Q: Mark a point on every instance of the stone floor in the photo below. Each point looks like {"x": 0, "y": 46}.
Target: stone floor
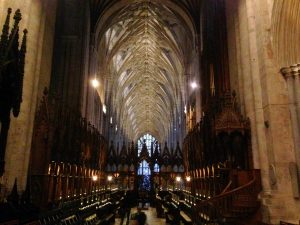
{"x": 151, "y": 218}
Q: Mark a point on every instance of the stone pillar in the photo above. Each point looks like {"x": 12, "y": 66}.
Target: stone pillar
{"x": 291, "y": 75}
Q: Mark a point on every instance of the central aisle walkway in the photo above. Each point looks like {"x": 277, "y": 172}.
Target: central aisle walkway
{"x": 151, "y": 217}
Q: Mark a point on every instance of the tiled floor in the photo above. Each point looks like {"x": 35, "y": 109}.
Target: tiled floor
{"x": 151, "y": 217}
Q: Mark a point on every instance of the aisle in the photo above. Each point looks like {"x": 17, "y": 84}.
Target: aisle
{"x": 151, "y": 217}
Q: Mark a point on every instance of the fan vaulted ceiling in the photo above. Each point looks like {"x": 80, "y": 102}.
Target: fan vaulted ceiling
{"x": 147, "y": 46}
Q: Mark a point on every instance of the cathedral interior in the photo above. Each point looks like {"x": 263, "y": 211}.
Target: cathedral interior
{"x": 170, "y": 111}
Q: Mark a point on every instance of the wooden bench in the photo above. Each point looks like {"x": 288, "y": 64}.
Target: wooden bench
{"x": 185, "y": 218}
{"x": 285, "y": 223}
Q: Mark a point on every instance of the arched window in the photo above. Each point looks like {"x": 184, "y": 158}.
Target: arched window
{"x": 144, "y": 168}
{"x": 156, "y": 168}
{"x": 148, "y": 138}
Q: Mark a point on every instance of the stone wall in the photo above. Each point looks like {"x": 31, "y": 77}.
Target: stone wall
{"x": 38, "y": 17}
{"x": 263, "y": 95}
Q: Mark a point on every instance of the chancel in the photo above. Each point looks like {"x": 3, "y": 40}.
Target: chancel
{"x": 170, "y": 111}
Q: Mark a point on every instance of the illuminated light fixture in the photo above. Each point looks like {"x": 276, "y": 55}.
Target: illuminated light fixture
{"x": 194, "y": 85}
{"x": 109, "y": 178}
{"x": 94, "y": 177}
{"x": 95, "y": 83}
{"x": 104, "y": 109}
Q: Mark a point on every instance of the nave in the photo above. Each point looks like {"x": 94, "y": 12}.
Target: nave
{"x": 185, "y": 109}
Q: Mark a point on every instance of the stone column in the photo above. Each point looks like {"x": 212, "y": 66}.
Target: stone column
{"x": 291, "y": 75}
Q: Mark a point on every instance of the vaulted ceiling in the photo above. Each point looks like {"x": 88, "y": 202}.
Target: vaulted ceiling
{"x": 144, "y": 49}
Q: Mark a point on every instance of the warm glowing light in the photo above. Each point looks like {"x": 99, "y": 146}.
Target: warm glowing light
{"x": 94, "y": 177}
{"x": 95, "y": 83}
{"x": 109, "y": 178}
{"x": 104, "y": 109}
{"x": 194, "y": 85}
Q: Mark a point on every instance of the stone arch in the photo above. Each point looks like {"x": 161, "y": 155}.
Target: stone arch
{"x": 285, "y": 30}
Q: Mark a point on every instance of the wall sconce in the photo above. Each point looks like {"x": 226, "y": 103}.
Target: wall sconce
{"x": 95, "y": 83}
{"x": 188, "y": 178}
{"x": 109, "y": 178}
{"x": 194, "y": 85}
{"x": 94, "y": 178}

------------

* Required action: Could you return all the entries exactly as they appear, minus the pictures?

* Result below:
Q: Mark a point on every instance of the stone floor in the photo below. Each point looks like {"x": 0, "y": 46}.
Target: stone floor
{"x": 151, "y": 218}
Q: Mark a point on every instance of the stone pillar in the photo above. Each point looks like {"x": 12, "y": 66}.
Target: stone pillar
{"x": 291, "y": 75}
Q: Mark a point on every instance of the central aisle walkway in the photo above. Each point looks like {"x": 277, "y": 172}.
Target: central aisle walkway
{"x": 151, "y": 217}
Q: Mark a point on every instance of the tiled floor in the photo above. Each point looks like {"x": 35, "y": 109}.
Target: tiled floor
{"x": 151, "y": 217}
Q: Mark a point on every instance of the aisle in the photo above. Each point looks like {"x": 17, "y": 84}.
Target: aisle
{"x": 151, "y": 217}
Q: Mark a point on every instance of the fan vaulted ceiling in the photo above. Each point looks like {"x": 80, "y": 102}.
Target: fan vaulted ceiling
{"x": 147, "y": 46}
Q: Mark a point on every instance of the cathedral interior in the photo above. Each point looks like {"x": 263, "y": 211}.
Target: cathedral interior
{"x": 170, "y": 111}
Q: Mark a point on every instance of the wooden bench in the photo above. Each point looks like {"x": 288, "y": 64}.
Target: wooden bench
{"x": 185, "y": 218}
{"x": 285, "y": 223}
Q: Mark a point on every instance of the arched window in the photo above. Each point looks like {"x": 184, "y": 158}.
Target: arched window
{"x": 144, "y": 168}
{"x": 156, "y": 168}
{"x": 148, "y": 138}
Q: Mark a point on every instance of the stone wall in the photo above. Each point looks like {"x": 31, "y": 77}.
Target: stone wall
{"x": 38, "y": 17}
{"x": 263, "y": 95}
Q: Mark a point on every instance of the chancel in the photo above. Each point looks like {"x": 3, "y": 40}.
Target: chancel
{"x": 170, "y": 111}
Q: Mark a point on every instance of the illuminated light fixture in the photo above. Each point looks like {"x": 276, "y": 55}.
Target: illuminated light fixture
{"x": 194, "y": 85}
{"x": 109, "y": 178}
{"x": 94, "y": 177}
{"x": 95, "y": 83}
{"x": 104, "y": 109}
Q: Mark a point on every instance of the nave in the photo above. Each point looks like {"x": 94, "y": 12}.
Target: nave
{"x": 185, "y": 109}
Q: Mark a point on every instance of the stone column in the photo above. Each point looks like {"x": 212, "y": 66}.
Target: stone column
{"x": 291, "y": 75}
Q: Mark a point on every instance of the vaulted ceiling in the photo above. Each point looks like {"x": 88, "y": 202}.
Target: vaulted ceiling
{"x": 144, "y": 49}
Q: Mark a point on every instance of the warm glowing light in the photo above. Each point looks like {"x": 99, "y": 146}.
Target: warm glowing light
{"x": 94, "y": 177}
{"x": 95, "y": 83}
{"x": 109, "y": 178}
{"x": 104, "y": 109}
{"x": 194, "y": 85}
Q: Mark a point on every instance of the stone arch in the photo above. Each point looks like {"x": 161, "y": 155}.
Target: stone arch
{"x": 285, "y": 30}
Q: Mark a point on every instance of the wall sconce in the photo above. Each point looks like {"x": 226, "y": 103}.
Target: wall sconce
{"x": 95, "y": 83}
{"x": 188, "y": 178}
{"x": 109, "y": 178}
{"x": 194, "y": 85}
{"x": 94, "y": 178}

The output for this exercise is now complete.